**Short problem:** Can you copy, word for word, the lines of the listing below, starting with the line that contains "Screen reader assistance requested. Where is the sky" and going on through the line that contains "left=298, top=208, right=333, bottom=237", with both of those lines included?

**Data supplied:**
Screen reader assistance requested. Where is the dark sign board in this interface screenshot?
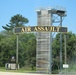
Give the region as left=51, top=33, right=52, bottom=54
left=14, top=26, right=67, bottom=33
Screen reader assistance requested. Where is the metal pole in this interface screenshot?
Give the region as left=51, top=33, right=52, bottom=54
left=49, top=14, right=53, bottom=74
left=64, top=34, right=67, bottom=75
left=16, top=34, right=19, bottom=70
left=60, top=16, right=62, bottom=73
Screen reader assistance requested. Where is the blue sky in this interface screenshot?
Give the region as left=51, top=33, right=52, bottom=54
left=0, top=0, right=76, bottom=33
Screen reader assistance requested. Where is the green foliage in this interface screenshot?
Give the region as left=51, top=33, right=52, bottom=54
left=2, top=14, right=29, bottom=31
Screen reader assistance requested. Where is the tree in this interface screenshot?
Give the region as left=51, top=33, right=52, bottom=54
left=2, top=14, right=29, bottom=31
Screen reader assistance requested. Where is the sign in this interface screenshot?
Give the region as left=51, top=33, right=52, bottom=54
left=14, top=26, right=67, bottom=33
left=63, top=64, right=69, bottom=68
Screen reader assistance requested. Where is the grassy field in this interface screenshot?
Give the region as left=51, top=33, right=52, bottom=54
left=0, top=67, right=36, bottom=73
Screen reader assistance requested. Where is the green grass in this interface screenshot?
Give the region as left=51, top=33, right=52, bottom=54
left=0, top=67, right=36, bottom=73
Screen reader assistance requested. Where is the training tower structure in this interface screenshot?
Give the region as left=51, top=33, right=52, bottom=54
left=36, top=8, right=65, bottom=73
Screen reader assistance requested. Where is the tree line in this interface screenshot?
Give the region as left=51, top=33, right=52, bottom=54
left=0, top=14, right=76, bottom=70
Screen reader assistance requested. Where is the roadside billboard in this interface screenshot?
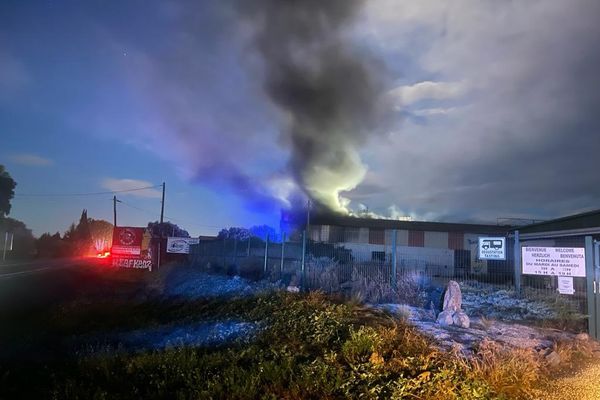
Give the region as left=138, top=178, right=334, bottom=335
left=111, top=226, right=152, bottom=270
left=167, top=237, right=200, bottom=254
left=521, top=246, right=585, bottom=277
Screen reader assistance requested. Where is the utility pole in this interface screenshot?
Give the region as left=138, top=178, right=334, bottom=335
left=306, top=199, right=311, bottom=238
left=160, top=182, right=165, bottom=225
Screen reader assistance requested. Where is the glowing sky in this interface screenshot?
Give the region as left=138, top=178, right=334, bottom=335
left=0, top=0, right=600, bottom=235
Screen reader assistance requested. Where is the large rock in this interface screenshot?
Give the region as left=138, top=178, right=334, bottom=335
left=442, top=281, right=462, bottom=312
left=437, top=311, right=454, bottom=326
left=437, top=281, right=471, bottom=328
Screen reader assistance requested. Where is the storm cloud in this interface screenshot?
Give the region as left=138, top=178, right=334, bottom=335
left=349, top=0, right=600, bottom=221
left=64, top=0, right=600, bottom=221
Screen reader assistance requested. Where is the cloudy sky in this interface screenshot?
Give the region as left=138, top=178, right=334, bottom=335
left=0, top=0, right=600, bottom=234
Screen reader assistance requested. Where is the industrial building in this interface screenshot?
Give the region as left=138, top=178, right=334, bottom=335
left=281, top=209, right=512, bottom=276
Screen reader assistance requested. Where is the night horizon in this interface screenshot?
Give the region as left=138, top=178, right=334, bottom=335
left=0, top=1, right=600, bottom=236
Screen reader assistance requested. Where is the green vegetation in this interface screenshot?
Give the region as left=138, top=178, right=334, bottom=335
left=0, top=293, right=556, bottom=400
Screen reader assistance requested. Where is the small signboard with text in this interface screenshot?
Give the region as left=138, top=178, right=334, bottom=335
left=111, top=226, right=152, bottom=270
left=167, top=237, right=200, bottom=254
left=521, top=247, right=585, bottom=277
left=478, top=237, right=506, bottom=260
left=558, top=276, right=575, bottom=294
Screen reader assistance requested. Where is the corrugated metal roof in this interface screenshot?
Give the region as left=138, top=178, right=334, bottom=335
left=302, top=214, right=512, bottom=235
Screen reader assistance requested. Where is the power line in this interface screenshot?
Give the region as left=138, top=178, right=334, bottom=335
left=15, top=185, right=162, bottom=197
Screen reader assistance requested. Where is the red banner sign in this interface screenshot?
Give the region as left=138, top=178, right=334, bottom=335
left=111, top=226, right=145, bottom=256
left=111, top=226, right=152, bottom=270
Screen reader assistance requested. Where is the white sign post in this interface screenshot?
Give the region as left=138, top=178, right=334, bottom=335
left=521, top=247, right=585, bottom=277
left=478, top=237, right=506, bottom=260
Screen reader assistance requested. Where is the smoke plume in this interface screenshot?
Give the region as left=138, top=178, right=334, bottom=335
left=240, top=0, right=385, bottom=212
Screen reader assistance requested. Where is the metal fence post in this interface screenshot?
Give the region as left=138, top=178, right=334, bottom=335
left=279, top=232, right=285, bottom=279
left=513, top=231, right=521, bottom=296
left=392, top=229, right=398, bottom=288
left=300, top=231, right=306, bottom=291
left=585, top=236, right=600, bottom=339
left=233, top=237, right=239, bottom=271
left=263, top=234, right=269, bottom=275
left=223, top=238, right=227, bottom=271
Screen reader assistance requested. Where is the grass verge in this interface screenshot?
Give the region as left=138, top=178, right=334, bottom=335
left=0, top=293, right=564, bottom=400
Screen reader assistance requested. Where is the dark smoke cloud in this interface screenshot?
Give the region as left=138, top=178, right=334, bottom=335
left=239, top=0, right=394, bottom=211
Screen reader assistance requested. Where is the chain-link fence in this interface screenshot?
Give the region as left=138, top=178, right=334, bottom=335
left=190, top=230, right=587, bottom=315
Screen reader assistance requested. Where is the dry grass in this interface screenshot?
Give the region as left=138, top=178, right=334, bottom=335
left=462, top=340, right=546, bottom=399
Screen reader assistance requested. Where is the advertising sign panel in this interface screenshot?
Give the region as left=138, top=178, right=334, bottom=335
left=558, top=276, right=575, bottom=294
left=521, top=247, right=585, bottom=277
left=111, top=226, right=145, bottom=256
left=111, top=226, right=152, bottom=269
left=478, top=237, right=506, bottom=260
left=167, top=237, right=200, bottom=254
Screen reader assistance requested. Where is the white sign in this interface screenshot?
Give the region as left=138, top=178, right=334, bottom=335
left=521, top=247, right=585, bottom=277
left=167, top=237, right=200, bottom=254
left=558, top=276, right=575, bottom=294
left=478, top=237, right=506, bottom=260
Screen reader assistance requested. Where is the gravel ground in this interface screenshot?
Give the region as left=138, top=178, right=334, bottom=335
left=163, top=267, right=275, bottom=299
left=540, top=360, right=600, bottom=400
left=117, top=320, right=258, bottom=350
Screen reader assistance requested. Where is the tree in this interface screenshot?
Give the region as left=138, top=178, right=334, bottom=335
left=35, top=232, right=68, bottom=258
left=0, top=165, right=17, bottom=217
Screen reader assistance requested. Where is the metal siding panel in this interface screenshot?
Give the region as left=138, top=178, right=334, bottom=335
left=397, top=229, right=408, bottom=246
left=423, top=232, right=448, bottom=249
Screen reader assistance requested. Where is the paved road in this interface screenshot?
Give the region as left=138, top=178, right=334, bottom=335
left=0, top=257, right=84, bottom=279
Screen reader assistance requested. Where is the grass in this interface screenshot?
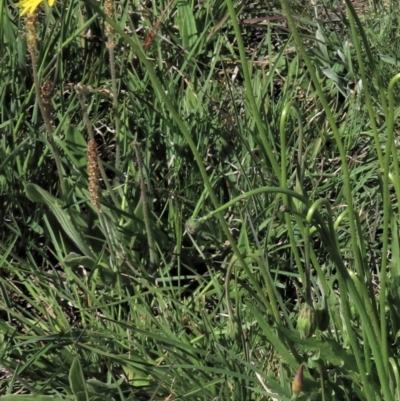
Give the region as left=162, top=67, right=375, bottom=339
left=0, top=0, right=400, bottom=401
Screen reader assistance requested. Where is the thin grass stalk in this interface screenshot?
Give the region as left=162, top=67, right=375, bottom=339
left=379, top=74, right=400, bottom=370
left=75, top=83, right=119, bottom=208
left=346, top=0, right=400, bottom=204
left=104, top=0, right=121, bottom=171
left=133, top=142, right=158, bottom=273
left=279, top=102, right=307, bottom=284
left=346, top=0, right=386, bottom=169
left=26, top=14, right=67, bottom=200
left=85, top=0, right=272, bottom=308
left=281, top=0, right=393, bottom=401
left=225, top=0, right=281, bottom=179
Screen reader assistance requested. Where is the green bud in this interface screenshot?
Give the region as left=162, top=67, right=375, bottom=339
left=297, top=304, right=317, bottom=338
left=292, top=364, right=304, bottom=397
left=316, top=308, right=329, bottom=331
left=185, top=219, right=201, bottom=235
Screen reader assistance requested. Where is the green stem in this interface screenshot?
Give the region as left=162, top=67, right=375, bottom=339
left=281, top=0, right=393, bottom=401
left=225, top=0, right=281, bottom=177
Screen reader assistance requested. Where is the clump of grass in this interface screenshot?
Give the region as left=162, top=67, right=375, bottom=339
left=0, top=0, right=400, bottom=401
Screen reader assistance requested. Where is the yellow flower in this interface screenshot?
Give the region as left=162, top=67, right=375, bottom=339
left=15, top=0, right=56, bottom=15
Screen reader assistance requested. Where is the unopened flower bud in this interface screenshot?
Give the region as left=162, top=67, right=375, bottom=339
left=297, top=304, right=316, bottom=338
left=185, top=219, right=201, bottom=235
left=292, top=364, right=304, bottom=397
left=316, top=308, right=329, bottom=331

---

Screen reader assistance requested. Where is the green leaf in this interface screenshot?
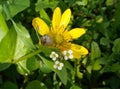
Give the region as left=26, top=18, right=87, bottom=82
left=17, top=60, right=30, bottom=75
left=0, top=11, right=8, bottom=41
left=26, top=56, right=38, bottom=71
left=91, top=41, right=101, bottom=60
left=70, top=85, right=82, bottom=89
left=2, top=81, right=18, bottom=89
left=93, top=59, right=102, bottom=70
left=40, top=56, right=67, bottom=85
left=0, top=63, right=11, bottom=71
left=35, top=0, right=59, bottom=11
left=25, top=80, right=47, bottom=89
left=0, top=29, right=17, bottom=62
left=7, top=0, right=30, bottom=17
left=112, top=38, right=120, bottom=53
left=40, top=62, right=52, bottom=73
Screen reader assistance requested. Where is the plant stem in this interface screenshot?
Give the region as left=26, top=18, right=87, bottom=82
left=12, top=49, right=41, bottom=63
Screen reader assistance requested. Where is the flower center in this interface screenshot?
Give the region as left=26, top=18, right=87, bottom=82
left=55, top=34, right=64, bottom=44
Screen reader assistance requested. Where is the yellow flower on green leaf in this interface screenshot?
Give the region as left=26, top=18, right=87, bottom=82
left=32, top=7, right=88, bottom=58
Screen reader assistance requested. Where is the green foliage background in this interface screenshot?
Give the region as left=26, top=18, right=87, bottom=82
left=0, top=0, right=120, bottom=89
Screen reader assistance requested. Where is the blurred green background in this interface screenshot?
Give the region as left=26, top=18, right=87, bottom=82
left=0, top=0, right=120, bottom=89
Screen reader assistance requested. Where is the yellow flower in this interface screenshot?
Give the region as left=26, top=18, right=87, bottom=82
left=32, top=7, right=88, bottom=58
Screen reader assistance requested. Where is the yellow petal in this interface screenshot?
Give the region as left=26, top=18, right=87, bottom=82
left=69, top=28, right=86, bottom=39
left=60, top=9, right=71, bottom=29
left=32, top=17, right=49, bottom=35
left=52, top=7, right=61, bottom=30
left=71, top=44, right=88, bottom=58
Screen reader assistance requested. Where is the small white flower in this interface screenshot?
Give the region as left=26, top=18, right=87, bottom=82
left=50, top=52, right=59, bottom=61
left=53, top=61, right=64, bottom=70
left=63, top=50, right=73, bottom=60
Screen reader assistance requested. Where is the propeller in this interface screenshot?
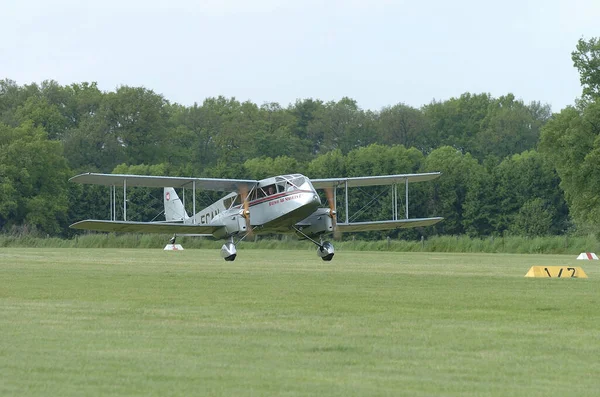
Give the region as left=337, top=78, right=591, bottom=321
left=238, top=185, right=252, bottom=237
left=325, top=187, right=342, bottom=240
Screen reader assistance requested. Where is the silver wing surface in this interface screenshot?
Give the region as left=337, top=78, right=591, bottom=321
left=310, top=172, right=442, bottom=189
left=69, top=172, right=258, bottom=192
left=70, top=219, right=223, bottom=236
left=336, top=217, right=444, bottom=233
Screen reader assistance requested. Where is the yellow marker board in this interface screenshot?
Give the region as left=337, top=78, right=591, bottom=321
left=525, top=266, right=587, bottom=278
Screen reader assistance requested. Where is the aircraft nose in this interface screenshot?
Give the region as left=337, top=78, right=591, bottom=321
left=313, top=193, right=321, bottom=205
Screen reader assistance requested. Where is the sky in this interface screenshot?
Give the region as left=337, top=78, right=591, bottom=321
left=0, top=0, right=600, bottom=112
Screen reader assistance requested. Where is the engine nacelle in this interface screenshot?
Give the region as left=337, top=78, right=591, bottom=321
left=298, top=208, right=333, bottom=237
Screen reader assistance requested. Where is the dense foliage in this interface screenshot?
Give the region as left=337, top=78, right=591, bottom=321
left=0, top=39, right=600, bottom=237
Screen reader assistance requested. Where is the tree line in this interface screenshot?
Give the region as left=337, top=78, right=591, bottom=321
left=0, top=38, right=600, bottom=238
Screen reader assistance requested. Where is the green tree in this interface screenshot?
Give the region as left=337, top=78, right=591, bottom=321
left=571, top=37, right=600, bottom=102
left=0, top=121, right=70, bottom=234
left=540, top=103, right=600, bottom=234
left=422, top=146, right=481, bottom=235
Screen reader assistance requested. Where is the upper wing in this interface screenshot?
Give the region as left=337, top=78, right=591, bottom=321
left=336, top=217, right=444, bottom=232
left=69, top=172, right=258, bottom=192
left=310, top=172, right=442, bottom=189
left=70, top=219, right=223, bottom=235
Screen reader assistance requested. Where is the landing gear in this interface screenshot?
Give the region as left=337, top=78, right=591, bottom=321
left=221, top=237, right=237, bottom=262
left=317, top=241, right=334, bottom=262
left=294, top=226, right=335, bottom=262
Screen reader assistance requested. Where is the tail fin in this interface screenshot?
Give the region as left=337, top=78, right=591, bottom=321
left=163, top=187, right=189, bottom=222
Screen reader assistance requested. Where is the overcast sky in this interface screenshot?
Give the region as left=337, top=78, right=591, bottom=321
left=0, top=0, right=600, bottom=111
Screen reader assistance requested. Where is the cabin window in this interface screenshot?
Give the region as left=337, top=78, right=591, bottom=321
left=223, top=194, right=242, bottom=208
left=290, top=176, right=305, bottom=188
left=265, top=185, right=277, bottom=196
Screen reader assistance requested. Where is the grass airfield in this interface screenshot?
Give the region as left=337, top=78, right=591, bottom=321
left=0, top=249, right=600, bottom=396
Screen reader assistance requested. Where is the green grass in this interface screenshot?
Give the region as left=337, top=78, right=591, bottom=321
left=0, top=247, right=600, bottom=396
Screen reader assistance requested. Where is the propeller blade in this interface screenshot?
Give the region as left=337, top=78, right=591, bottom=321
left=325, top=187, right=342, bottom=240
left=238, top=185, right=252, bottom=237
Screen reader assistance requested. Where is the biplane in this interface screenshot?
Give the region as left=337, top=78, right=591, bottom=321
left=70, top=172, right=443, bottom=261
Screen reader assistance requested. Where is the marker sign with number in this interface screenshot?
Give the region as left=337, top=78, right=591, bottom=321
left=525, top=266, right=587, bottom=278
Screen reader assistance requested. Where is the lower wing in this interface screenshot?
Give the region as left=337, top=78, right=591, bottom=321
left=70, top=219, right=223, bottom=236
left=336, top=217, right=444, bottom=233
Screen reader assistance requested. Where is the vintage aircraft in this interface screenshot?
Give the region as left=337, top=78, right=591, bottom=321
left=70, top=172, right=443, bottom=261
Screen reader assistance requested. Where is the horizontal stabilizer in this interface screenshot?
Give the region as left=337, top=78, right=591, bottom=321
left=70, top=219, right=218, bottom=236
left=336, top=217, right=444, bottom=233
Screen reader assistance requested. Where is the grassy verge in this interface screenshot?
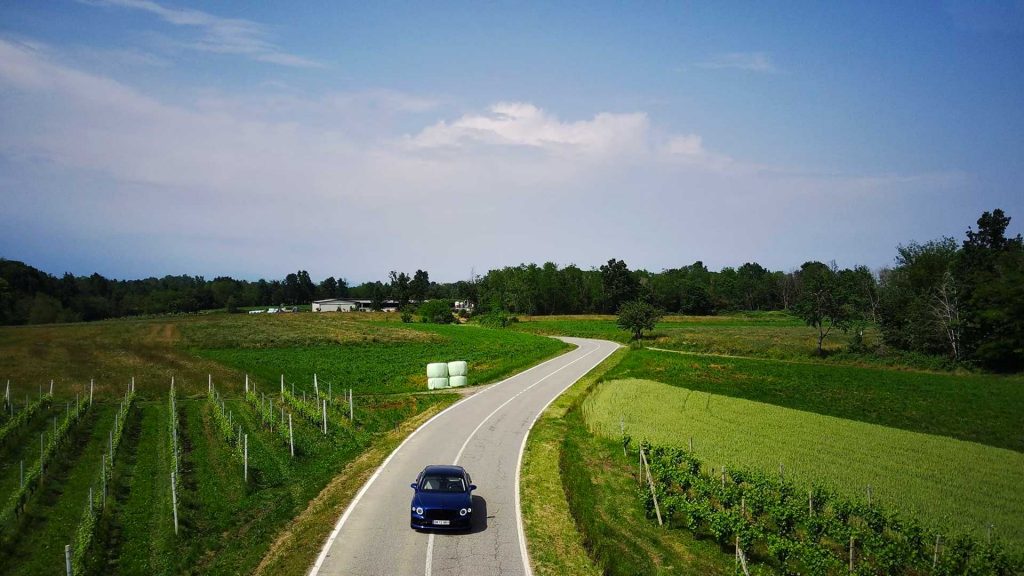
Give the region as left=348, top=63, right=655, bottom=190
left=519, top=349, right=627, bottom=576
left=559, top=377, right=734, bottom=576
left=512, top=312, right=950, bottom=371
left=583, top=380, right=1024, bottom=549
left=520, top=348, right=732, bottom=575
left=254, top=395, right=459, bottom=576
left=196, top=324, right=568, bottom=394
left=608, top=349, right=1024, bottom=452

**Correct response:**
Screen reader assistance requested. Where is the sky in this interface screenshot?
Give the region as left=337, top=78, right=591, bottom=321
left=0, top=0, right=600, bottom=112
Screen reader assistance requested. Where is the engine nacelle in this interface screenshot?
Give the region as left=337, top=78, right=591, bottom=321
left=298, top=208, right=333, bottom=237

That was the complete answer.